* _EXERCISE_
Could you repeat, word for word, the line with "Target: number 4 on tape" and every line after it in the records below, leaving out any pictures?

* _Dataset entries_
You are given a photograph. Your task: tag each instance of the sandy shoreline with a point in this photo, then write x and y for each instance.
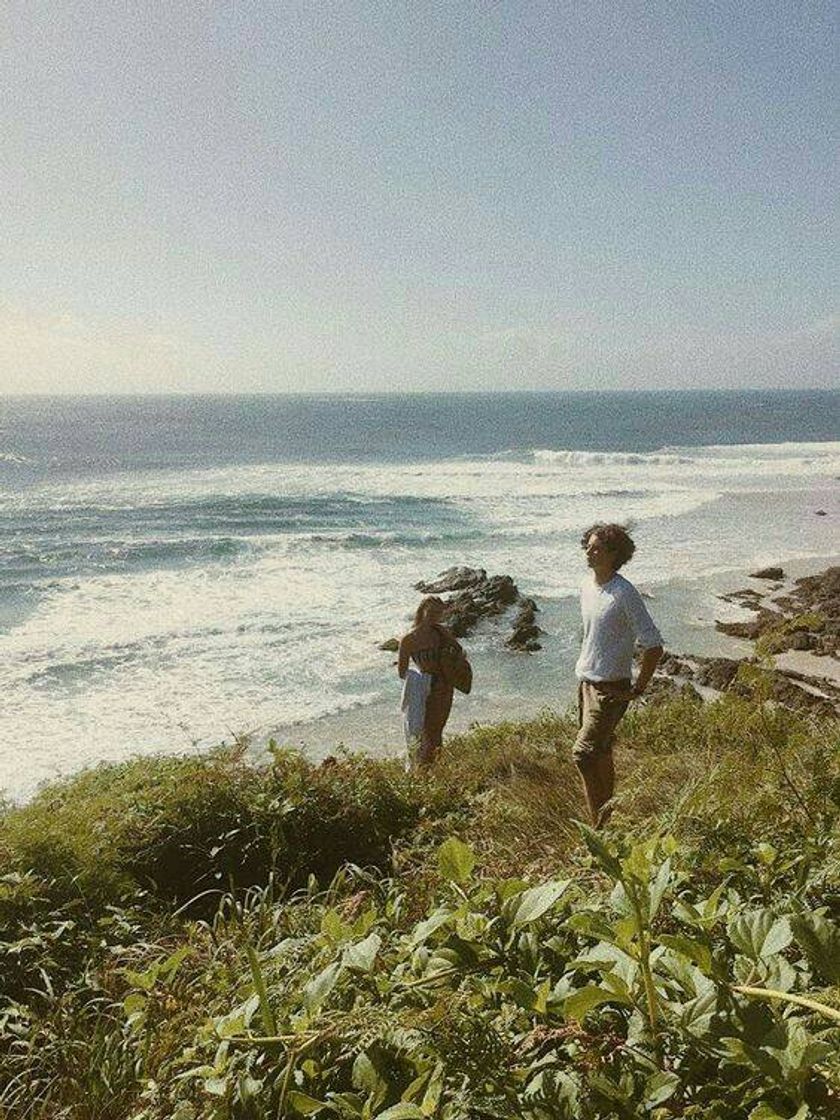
(375, 728)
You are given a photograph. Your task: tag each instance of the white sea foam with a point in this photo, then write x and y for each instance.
(283, 627)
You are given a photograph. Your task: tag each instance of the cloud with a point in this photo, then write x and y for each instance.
(64, 352)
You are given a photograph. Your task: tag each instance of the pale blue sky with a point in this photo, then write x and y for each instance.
(403, 196)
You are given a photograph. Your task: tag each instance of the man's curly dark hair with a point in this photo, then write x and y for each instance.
(615, 538)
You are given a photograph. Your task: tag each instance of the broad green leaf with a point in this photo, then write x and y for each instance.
(317, 990)
(765, 1111)
(522, 992)
(780, 938)
(249, 1088)
(694, 950)
(538, 901)
(456, 860)
(304, 1104)
(365, 1075)
(333, 927)
(698, 1013)
(820, 940)
(758, 933)
(659, 887)
(401, 1111)
(134, 1004)
(422, 930)
(362, 955)
(584, 1000)
(660, 1088)
(598, 848)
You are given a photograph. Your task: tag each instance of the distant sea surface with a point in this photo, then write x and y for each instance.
(178, 571)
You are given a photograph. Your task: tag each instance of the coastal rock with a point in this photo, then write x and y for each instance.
(664, 688)
(772, 572)
(671, 665)
(453, 579)
(478, 596)
(754, 627)
(717, 672)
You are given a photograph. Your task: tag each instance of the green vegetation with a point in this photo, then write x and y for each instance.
(199, 939)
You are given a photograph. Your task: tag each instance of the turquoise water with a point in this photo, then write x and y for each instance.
(174, 571)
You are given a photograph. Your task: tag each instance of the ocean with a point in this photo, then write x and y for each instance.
(187, 570)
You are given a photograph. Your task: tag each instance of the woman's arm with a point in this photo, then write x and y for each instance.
(402, 658)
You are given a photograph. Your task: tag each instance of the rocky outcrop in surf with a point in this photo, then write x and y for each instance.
(474, 596)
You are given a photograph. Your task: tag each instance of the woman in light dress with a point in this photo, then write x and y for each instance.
(427, 698)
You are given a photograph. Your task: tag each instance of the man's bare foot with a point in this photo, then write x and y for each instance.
(604, 813)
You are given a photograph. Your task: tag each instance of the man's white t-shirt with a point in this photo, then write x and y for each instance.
(615, 618)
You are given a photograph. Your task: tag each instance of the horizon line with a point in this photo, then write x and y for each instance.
(134, 394)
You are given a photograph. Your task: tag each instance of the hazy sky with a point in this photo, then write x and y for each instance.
(241, 196)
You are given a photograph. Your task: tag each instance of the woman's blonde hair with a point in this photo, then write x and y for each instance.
(431, 602)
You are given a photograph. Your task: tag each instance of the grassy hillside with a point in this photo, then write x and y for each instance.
(198, 938)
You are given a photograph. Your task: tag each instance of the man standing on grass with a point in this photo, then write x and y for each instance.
(614, 619)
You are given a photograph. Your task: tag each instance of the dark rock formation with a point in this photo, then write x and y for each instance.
(716, 672)
(486, 597)
(453, 579)
(754, 627)
(475, 596)
(525, 632)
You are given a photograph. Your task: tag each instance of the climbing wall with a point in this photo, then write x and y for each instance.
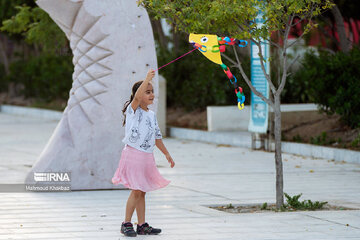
(113, 47)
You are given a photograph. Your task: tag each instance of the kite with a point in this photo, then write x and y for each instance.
(211, 46)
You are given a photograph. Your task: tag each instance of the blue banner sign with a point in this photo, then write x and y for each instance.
(259, 109)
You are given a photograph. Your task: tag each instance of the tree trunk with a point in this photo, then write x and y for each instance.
(3, 55)
(344, 41)
(278, 160)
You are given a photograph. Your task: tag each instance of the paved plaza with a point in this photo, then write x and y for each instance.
(205, 174)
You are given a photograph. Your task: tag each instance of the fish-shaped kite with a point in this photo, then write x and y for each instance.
(211, 46)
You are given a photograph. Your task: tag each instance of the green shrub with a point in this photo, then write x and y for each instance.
(334, 83)
(293, 203)
(46, 77)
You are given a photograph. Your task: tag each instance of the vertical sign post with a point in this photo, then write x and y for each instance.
(259, 109)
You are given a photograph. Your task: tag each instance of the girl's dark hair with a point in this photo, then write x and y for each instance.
(133, 91)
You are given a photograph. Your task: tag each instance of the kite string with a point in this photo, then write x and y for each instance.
(176, 59)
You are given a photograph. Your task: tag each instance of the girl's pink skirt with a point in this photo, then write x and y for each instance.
(137, 171)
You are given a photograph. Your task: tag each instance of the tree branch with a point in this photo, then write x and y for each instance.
(283, 79)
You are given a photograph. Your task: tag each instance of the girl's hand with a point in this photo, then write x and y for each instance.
(150, 74)
(170, 160)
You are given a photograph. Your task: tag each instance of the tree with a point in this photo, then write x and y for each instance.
(236, 19)
(37, 28)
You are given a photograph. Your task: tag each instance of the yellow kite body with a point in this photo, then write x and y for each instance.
(210, 46)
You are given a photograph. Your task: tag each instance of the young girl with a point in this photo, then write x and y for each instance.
(137, 169)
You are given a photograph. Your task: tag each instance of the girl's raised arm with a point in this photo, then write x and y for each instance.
(141, 90)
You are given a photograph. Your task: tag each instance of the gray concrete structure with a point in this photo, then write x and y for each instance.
(113, 47)
(205, 174)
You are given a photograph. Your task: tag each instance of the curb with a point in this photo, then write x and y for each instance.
(31, 112)
(243, 139)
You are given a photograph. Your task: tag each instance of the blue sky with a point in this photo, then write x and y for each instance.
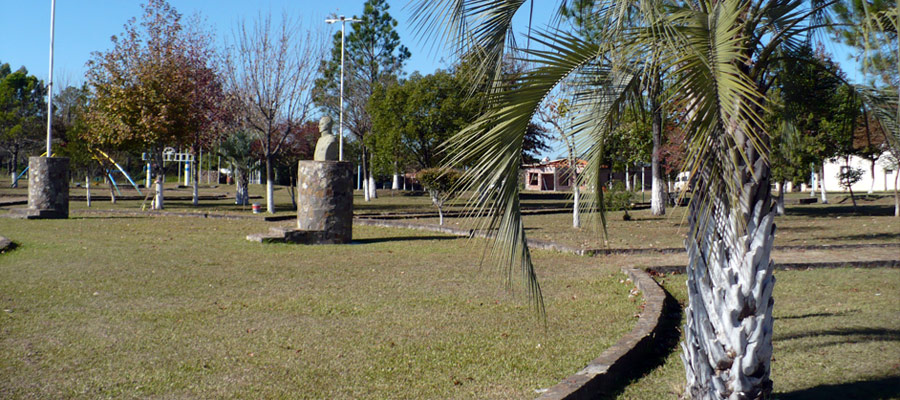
(84, 26)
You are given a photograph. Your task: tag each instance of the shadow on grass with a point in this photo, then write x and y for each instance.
(867, 210)
(883, 388)
(864, 236)
(402, 239)
(814, 315)
(852, 335)
(664, 343)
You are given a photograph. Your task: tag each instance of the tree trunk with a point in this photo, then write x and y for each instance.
(195, 190)
(627, 181)
(657, 190)
(87, 186)
(365, 175)
(15, 166)
(159, 171)
(896, 195)
(395, 184)
(872, 172)
(812, 182)
(779, 204)
(372, 193)
(112, 189)
(270, 184)
(728, 330)
(241, 178)
(576, 209)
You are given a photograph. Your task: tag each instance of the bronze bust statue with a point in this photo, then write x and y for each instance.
(327, 146)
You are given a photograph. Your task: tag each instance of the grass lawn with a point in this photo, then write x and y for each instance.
(112, 307)
(837, 336)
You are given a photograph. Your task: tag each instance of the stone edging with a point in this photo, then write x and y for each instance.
(548, 245)
(6, 244)
(604, 371)
(679, 269)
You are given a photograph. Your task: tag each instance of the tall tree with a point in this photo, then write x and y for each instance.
(271, 68)
(722, 53)
(373, 56)
(155, 88)
(22, 113)
(411, 120)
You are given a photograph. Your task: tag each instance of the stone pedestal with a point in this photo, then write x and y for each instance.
(48, 187)
(325, 200)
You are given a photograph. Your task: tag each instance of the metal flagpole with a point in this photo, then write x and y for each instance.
(342, 19)
(50, 81)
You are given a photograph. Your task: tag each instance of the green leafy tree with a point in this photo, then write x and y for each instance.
(156, 87)
(411, 120)
(373, 56)
(22, 114)
(877, 48)
(722, 53)
(441, 184)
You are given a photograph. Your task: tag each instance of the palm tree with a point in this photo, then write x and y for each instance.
(715, 56)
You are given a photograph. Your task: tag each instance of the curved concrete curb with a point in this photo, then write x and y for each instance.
(679, 269)
(604, 371)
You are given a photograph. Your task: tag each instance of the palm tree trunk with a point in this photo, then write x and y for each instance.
(270, 184)
(728, 330)
(896, 194)
(657, 189)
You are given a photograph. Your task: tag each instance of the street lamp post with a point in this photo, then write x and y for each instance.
(342, 20)
(50, 81)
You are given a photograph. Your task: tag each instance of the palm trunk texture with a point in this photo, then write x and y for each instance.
(728, 330)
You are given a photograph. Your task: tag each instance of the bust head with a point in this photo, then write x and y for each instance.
(325, 125)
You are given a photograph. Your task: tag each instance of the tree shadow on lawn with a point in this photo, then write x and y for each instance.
(831, 211)
(664, 343)
(852, 335)
(402, 239)
(864, 236)
(813, 315)
(882, 388)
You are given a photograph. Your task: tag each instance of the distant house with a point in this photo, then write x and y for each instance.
(551, 175)
(885, 173)
(556, 176)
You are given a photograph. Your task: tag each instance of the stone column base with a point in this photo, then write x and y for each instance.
(48, 188)
(325, 201)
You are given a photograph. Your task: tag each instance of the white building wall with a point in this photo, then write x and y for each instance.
(884, 174)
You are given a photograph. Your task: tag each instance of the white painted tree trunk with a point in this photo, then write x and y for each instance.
(195, 190)
(627, 180)
(576, 209)
(779, 204)
(158, 198)
(372, 187)
(241, 195)
(896, 194)
(872, 172)
(366, 189)
(87, 185)
(270, 195)
(657, 195)
(813, 182)
(728, 334)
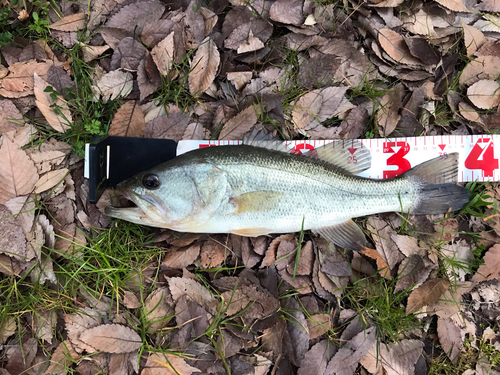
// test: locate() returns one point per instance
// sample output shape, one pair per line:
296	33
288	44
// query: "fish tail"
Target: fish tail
439	193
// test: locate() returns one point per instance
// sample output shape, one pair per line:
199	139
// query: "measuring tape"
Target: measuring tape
393	156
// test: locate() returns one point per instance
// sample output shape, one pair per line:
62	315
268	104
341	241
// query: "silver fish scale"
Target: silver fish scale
312	190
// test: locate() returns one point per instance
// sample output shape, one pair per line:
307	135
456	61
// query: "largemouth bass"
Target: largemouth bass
253	190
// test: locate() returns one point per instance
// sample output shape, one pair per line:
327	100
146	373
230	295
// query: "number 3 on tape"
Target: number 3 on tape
482	157
397	159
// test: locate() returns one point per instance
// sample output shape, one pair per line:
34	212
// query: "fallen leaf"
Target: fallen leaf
240	124
128	121
427	293
456	5
17	172
316	359
74	22
7	328
251	44
482	67
163	55
394	359
158	310
469	113
395	46
9	114
50	179
473	39
450	337
319	324
60	119
213	254
306	108
382	238
193	290
204	67
128	54
289	12
167	364
181	257
112	338
113	85
484	94
382	265
135	16
491	268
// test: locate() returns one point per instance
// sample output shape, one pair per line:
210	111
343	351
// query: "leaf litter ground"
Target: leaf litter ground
79	294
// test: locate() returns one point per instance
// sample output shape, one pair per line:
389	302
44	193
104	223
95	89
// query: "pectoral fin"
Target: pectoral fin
257	201
347	235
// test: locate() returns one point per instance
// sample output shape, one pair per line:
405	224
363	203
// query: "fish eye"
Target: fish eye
151	181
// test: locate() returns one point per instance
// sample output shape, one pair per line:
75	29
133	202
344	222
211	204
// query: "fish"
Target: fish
259	188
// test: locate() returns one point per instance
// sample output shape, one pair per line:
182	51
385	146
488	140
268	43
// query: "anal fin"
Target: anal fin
347	235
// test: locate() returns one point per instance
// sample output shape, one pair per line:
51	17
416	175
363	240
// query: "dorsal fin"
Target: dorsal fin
261	138
348	154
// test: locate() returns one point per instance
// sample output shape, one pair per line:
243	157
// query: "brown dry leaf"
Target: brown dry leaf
388	116
456	5
239	125
21	79
318	324
167	364
50	179
347	358
80	322
287	11
239	79
382	265
395	46
133	17
382	238
394	359
204	67
306	108
181	258
482	67
113	85
7	328
9	113
112	338
157	309
450	337
62	358
473	39
59	120
194	291
212	254
251	44
17	172
484	94
74	22
427	293
128	121
469	113
316	359
12	240
491	268
90	53
163	55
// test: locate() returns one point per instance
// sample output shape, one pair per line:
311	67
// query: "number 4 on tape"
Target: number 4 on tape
482	157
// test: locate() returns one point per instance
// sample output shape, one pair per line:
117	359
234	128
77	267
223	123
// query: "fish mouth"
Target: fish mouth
136	211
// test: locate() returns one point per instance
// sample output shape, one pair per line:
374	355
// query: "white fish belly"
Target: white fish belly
305	202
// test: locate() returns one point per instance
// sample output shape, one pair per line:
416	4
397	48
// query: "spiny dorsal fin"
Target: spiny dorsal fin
261	138
348	154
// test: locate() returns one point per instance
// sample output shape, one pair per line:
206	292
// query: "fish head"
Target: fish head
163	198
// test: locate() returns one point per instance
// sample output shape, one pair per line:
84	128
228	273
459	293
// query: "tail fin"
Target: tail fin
439	193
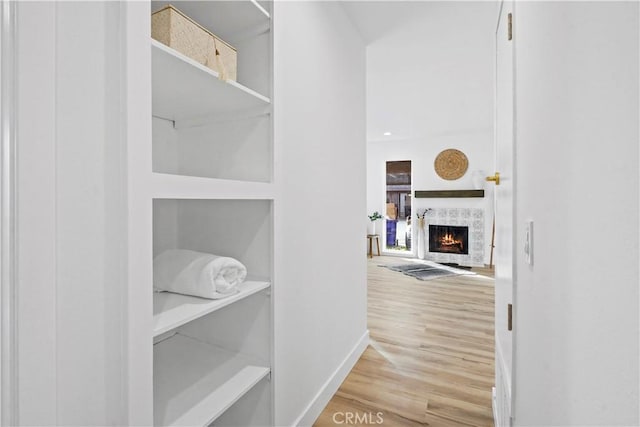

* _TASK RESPONSE_
Target: number 4 on tape
482	157
// test: locate() returns one point per instance
// sample output shape, one pair per line:
117	359
234	128
77	267
223	123
// query: "fish mouth"
Target: fish mouth
136	211
// test: locate() returns one point per instance
// sample output shape, one pair per line:
374	355
// query: "white fish belly"
Target: white fish belly
305	202
// test: locate() returns one point per instance
// sample output shape, one pair per line:
416	4
397	48
// query: "spiny dorsal fin"
Target: spiny dorsal fin
261	138
348	154
// test: locate() returns one point per instance
// sample output shape, one pair per line:
206	292
// query: "fish head"
Target: fish head
163	198
// test: locate() returns one point per instance
// sample output shape, one pair per line:
84	128
228	273
459	293
// query: "tail fin"
Target: tail fin
439	193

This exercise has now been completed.